## GOAL:
How many of the lines below contain the string "white"? Treat case as significant, and reply with the number alone.

(Records from a point-labeling set)
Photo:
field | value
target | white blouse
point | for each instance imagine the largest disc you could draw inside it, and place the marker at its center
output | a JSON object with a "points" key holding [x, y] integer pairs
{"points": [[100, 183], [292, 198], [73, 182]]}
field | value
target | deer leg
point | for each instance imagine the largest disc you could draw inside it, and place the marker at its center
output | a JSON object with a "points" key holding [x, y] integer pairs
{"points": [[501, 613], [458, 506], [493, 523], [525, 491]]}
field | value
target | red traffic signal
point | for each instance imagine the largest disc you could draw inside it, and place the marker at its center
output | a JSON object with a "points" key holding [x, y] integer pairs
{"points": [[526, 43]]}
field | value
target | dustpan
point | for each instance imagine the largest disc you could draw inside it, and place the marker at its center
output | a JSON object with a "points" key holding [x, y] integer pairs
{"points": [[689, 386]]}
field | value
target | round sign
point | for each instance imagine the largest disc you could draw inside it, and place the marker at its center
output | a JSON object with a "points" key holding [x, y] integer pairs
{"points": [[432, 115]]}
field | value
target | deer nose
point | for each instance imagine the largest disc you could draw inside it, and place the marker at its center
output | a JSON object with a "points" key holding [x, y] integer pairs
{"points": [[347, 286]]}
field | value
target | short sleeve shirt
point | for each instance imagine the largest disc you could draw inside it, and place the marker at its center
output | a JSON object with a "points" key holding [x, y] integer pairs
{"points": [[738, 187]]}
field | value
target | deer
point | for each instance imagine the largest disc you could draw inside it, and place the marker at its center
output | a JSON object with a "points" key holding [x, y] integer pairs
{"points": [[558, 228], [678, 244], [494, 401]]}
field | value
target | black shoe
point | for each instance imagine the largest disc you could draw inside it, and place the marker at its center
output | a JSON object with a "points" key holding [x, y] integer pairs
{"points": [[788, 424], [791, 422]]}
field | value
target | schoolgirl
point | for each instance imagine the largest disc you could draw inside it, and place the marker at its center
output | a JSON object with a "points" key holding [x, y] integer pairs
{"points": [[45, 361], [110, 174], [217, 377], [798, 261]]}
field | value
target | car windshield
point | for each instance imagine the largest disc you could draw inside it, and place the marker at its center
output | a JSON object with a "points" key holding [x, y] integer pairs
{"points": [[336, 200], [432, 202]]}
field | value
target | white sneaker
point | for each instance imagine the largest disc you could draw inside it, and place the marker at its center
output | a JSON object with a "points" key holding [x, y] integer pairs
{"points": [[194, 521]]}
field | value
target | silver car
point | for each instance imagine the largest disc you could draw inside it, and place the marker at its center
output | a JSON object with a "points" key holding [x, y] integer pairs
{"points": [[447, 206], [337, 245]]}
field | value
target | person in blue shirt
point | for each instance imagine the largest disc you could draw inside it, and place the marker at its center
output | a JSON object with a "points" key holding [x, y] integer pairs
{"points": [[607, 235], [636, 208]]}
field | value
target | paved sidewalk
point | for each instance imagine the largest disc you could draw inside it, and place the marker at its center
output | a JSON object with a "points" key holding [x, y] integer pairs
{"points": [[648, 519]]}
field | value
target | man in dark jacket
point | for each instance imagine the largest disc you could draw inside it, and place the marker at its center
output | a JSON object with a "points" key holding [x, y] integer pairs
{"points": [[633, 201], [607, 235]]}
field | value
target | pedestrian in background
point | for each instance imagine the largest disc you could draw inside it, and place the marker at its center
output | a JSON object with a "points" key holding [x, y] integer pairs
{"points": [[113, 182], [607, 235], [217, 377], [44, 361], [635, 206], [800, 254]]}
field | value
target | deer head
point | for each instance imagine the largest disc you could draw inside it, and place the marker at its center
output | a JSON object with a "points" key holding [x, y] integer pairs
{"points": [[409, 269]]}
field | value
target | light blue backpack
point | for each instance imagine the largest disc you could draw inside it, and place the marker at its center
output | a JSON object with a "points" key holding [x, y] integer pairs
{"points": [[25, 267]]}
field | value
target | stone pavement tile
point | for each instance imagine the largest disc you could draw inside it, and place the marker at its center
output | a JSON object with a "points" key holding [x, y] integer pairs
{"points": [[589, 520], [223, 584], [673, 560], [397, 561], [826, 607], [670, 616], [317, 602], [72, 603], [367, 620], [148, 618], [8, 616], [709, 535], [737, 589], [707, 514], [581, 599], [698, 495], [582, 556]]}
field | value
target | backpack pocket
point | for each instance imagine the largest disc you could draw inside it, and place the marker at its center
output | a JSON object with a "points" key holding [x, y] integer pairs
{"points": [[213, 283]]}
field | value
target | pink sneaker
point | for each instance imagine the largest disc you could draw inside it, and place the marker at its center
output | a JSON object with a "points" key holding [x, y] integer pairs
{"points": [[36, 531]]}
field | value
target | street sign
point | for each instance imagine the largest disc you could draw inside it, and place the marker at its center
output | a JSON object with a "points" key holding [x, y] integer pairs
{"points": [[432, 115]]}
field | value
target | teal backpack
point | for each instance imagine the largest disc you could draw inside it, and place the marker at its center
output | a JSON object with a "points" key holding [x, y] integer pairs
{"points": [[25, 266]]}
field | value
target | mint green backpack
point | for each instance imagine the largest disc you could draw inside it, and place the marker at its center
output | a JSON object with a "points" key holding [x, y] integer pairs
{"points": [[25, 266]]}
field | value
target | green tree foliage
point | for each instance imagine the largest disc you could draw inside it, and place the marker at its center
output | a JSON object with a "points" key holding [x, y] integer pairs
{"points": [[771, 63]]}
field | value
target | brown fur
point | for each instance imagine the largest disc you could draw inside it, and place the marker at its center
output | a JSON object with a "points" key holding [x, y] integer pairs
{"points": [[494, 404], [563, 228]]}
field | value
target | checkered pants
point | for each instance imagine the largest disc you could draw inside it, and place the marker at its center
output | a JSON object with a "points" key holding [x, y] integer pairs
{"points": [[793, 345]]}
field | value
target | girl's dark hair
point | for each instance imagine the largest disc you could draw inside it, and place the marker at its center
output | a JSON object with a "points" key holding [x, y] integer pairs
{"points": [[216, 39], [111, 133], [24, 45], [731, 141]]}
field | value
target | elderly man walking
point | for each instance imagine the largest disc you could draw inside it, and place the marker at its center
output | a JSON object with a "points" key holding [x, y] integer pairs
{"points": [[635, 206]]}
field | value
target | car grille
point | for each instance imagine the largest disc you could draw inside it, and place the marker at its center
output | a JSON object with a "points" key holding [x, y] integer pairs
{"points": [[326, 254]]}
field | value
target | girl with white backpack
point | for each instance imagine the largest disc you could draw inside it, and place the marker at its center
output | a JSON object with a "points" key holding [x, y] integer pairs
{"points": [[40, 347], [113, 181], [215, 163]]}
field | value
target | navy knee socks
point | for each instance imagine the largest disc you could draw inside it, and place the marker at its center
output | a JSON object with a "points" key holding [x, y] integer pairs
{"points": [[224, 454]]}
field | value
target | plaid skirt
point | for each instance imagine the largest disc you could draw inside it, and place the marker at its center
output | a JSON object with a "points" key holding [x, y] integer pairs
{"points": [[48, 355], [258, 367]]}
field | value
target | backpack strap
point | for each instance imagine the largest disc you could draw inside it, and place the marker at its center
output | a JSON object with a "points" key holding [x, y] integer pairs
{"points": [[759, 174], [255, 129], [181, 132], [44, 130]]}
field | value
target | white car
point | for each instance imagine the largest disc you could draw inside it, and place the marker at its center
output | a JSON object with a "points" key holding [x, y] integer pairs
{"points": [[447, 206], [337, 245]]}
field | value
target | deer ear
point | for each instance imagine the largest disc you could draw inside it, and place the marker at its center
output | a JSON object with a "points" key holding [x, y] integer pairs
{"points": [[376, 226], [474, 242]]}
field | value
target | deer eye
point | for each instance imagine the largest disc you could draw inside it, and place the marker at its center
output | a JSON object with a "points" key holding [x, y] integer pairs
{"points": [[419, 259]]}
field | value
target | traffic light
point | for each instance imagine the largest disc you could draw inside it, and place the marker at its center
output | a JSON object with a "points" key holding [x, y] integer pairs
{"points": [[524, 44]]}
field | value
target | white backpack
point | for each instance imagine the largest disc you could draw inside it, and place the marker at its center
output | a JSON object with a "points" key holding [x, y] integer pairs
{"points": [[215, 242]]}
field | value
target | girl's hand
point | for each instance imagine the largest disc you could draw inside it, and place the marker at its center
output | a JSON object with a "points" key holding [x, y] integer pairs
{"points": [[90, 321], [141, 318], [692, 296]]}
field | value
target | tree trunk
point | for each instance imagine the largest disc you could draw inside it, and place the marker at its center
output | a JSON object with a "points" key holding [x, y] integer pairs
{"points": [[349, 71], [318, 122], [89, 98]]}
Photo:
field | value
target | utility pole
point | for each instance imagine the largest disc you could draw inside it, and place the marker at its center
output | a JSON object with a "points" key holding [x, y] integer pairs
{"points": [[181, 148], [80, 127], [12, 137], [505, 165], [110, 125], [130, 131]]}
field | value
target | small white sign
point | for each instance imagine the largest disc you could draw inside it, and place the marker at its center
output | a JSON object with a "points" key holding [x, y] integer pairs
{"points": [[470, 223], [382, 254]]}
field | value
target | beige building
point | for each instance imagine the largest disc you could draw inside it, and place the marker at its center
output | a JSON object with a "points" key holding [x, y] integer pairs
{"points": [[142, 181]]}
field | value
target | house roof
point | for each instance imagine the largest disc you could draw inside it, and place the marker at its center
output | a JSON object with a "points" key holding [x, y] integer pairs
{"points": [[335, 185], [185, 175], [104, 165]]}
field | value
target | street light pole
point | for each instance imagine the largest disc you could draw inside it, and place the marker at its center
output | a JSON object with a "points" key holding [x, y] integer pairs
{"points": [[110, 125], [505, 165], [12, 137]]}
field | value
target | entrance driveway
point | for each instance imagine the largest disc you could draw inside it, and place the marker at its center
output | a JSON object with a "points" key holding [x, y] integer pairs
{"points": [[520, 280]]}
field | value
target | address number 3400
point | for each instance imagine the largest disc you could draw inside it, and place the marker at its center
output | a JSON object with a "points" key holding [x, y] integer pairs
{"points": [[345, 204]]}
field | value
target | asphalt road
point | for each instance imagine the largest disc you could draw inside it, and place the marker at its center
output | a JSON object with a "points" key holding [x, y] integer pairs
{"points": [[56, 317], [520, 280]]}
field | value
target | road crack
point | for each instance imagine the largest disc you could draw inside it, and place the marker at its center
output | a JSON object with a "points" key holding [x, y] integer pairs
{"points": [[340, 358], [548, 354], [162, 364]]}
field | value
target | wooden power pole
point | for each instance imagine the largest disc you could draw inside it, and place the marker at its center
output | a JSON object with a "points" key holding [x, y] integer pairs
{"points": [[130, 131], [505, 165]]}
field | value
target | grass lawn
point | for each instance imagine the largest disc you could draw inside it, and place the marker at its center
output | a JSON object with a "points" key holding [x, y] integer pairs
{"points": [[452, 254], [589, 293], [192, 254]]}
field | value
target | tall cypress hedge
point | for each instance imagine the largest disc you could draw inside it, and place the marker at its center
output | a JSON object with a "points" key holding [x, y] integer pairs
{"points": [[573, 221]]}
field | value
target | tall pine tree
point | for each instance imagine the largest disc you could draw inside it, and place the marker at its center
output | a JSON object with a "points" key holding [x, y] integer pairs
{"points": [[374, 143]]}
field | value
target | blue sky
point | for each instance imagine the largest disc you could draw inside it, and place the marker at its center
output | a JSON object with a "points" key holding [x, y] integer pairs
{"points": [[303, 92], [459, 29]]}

## EXERCISE ANSWER:
6